** What you need to do **
1. Write out the passage of the lung transplant study criteria from "Inclusion and exclusion" to "of the study.".
2. Answer these questions using the lung transplant study criteria:
(a) What age range is eligible?
(b) What pre-bronchoscopy FEV1 value makes a pulmonary function test acceptable?
(c) What pulse oximetry reading on the day of imaging excludes a subject?
3. Continue the lung transplant study criteria from the last exclusion item shown.

** Extract **
/---
60 estimated patients

Sex

All

Ages

18 to 80 years old

Volunteers

No Healthy Volunteers

Inclusion and exclusion criteria

Inclusion Criteria:

All subjects must be willing to participate and undergo the procedure, and be managed as outpatients
HXe MRI-specific Inclusion
All patients who successfully underwent a lung transplant at the University of Virginia
Followed by the medical lung transplant team for the post-lung transplant rejection surveillance program at the University of Virginia
a clinical diagnosis of lung transplant within the past 12 months
absence of any significant allograft dysfunction/rejection at the time of the 12-month surveillance bronchoscopy
the ability to understand a written informed consent form and comply with the requirements of the study.
have an acceptable pre-bronchoscopy pulmonary function test: FEV1>45% before use of any bronchodilator
Must have acceptable pre-procedural screening studies.
Complete Blood Count: normal WBC, Hgb, and PLT
PT: Normal < 1.2
Basic Metabolic Panel: Normal
1. Scenario 1 (two visits): Standard bronchoscopy with Normal MRI results and without a diagnosis of acute rejection after bronchoscopy.
2. Scenario 2 (two visits): Navigational bronchoscopy with abnormal MRI result but without a diagnosis of acute rejection after bronchoscopy by clinical pathology.
3. Scenario 3 (three or four visits): Navigational bronchoscopy with abnormal MRI result and a diagnosis of acute rejection after bronchoscopy by clinical pathology at the first visit, the second visit, or both visits.
4. Scenario 4 (one visit): Subjects who previously signed Part 2 Substudy corresponding to the First HXe MRI visit of the Part 3 Substudy (6 or 12 month evaluation). They will be asked to join the Part 3 Substudy to undergo a 24-month follow-up evaluation, including MRI and bronchoscopy, as described for Scenarios 1, 2, or 3.
  
  Exclusion Criteria:

1. Unable to Consent
2. Continuous oxygen use at home.
3. Blood oxygen saturation of less than 92% as measured by pulse oximetry on the day of imaging.
4. FEV1 percent predicted less than 25%.
5. Pregnancy or lactation.
\---
** Provided records **
/---
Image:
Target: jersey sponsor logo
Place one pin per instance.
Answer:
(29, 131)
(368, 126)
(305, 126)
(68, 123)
\---
/---
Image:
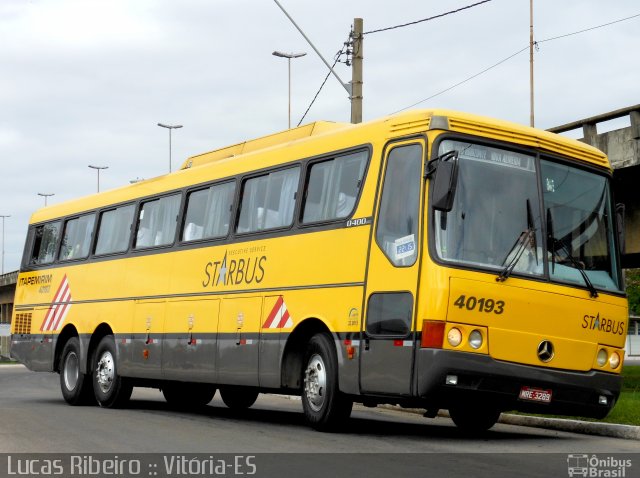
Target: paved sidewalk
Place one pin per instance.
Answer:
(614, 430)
\---
** Your responses **
1.
Inclusion and exclusion criteria

Inclusion Criteria:

All subjects must be willing to participate and undergo the procedure, and be managed as outpatients
HXe MRI-specific Inclusion
All patients who successfully underwent a lung transplant at the University of Virginia
Followed by the medical lung transplant team for the post-lung transplant rejection surveillance program at the University of Virginia
a clinical diagnosis of lung transplant within the past 12 months
absence of any significant allograft dysfunction/rejection at the time of the 12-month surveillance bronchoscopy
the ability to understand a written informed consent form and comply with the requirements of the study.

2.
(a) 18 to 80 years old.
(b) An FEV1 above 45% before use of any bronchodilator.
(c) A blood oxygen saturation of less than 92%.

3.
6. Claustrophobia, inner ear implants, aneurysms or other surgical clips, metal foreign bodies in the eye, pacemakers, or other contraindications to MR scanning. Subjects with any implanted device that cannot be verified as MRI compliant will be excluded.
7. Chest circumference greater than that of the xenon MR and/or helium coil. The circumference of the coil is approximately 42 inches.
8. History of congenital cardiac disease, chronic renal failure, or cirrhosis.
9. Inability to understand simple instructions or to hold still for approximately 10 seconds.
10. History of respiratory infection within 2 weeks prior to the MR scan
11. History of MI, stroke, and/or poorly controlled hypertension.
12. Failure to complete study-related procedures
13. Unavailability of a reliable communication network and contacts for follow-up with the second in-house backup contact
14. Patient actively smokes.
15. Before 48 hours, any event being considered to be too risky to preclude surveillance bronchoscopy: SaO2 <90%, >16 puffs/24 hours of short-acting β-agonist (SABA), worsening symptoms prompting the use of any inhalers, FEV1 < 45% before using a bronchodilator.
16. acute or chronic renal failure
17. uncontrolled coronary artery disease or congestive heart failure; uncontrolled diabetes mellitus; uncontrolled hypertension, liver disease; history of neurologic diseases, including stroke, any disease concerning fibrotic processes.
18. Pregnant females will be excluded
19. Claustrophobic or too large to fit into the available MR chest RF coils.